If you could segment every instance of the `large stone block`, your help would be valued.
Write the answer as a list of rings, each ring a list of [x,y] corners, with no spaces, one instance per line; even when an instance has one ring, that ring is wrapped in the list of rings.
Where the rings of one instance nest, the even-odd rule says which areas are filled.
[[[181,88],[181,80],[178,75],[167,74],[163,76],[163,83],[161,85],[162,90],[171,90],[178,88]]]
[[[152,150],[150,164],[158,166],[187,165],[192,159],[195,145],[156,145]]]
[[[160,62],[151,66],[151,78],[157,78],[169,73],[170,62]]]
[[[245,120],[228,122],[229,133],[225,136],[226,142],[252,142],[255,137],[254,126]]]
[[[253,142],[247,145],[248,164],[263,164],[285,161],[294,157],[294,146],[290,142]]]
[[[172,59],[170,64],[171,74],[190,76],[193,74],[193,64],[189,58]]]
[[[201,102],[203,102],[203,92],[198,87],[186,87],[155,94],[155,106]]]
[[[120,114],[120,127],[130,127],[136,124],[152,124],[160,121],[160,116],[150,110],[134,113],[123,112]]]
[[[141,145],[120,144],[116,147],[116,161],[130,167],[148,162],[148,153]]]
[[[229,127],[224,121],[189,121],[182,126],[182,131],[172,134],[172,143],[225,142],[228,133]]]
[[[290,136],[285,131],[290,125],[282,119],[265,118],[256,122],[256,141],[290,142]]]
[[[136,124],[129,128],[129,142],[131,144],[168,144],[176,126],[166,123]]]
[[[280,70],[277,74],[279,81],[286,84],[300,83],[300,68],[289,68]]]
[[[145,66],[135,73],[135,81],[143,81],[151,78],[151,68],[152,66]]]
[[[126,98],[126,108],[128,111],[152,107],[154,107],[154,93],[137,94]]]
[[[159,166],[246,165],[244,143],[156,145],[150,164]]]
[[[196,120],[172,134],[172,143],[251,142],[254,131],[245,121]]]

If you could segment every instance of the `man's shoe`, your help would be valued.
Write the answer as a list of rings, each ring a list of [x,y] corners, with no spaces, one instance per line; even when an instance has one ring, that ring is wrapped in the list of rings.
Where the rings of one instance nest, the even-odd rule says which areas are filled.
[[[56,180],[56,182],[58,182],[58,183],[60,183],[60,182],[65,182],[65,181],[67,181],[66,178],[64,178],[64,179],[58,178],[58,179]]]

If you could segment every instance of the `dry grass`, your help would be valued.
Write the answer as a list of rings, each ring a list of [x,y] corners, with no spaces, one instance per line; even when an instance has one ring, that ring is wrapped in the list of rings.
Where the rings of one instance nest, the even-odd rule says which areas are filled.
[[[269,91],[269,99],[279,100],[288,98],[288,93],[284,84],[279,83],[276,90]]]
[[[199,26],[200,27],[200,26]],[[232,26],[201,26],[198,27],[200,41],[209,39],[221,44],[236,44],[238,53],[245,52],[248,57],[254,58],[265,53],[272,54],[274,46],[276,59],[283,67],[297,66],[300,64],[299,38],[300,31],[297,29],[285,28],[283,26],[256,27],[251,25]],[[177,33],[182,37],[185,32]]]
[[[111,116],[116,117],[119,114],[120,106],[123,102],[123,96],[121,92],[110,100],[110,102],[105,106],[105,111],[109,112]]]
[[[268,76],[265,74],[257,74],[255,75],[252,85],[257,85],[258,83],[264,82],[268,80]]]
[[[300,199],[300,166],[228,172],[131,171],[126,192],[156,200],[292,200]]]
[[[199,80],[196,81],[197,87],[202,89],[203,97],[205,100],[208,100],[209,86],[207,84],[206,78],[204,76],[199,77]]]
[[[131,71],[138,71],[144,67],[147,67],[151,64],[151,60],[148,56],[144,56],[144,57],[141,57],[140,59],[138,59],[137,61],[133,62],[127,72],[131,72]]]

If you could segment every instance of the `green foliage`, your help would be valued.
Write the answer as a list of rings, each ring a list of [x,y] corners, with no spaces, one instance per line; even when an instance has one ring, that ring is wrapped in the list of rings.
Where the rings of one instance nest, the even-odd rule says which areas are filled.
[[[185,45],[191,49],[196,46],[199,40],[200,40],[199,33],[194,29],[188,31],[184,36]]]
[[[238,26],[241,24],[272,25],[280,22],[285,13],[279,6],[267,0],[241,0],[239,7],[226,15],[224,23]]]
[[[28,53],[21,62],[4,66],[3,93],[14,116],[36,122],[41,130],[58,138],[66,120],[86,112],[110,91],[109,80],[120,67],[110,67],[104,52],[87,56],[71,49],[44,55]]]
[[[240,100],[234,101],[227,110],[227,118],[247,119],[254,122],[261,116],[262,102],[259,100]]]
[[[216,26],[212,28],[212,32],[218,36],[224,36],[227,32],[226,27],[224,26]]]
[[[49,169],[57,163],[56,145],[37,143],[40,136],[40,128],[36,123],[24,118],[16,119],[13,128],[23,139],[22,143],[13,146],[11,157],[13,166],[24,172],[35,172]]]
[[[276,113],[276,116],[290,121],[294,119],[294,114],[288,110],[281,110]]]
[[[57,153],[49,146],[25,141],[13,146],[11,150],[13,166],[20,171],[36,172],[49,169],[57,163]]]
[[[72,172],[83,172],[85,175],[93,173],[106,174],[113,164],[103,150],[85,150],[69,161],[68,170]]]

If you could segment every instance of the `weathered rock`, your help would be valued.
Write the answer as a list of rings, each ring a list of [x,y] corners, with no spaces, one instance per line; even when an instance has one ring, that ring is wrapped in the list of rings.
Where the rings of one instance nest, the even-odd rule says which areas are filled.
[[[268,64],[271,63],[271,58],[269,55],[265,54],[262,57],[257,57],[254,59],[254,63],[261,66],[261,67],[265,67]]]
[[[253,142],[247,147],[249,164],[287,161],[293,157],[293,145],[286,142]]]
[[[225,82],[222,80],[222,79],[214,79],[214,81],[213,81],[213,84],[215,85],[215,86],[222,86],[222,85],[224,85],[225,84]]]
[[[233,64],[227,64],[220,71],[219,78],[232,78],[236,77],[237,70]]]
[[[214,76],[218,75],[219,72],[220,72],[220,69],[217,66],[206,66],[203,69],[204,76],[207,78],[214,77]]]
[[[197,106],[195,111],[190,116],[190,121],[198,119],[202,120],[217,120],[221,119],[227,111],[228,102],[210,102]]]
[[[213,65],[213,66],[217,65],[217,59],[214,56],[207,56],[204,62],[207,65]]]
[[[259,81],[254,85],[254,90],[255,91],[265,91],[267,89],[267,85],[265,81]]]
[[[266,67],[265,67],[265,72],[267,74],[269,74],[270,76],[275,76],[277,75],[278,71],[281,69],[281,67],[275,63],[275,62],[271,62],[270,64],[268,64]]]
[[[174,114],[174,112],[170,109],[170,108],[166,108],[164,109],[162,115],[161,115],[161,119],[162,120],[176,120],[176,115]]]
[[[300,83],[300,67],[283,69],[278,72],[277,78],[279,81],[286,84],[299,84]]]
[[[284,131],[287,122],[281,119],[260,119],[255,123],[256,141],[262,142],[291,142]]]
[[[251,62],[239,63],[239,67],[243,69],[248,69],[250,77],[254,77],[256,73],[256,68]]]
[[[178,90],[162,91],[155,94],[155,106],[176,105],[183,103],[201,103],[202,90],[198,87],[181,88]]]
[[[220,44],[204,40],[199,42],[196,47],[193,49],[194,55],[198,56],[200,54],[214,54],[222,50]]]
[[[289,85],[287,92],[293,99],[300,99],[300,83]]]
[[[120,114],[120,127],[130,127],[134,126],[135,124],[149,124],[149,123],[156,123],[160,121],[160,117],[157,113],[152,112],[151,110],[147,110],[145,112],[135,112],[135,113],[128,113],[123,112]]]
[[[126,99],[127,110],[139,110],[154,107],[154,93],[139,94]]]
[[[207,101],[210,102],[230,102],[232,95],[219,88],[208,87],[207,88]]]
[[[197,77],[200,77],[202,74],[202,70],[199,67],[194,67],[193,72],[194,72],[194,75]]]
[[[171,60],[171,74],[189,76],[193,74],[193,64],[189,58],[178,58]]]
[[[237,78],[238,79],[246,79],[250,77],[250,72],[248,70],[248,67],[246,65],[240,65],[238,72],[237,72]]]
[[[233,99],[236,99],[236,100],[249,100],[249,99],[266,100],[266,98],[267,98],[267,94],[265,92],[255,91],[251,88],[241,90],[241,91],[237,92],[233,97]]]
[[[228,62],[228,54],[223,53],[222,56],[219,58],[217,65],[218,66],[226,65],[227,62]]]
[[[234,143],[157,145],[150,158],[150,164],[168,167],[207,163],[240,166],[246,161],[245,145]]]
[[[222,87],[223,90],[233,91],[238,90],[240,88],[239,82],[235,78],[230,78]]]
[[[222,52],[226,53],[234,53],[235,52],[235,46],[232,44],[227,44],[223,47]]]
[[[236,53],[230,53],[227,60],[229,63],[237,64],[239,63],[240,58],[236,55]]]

To do = When the word "valued" occurs in a line above, list that line.

Solution to this task =
If you could segment every instance of the `large stone block`, your help would be valued.
If you could segment every instance of the `man's shoe`, your help would be valued.
If you could segment every instance of the `dry grass`, your help would be valued.
If you could segment every instance of the `green foliage`, your help would be valued.
If you could segment every instance of the `weathered rock`, your help would be valued.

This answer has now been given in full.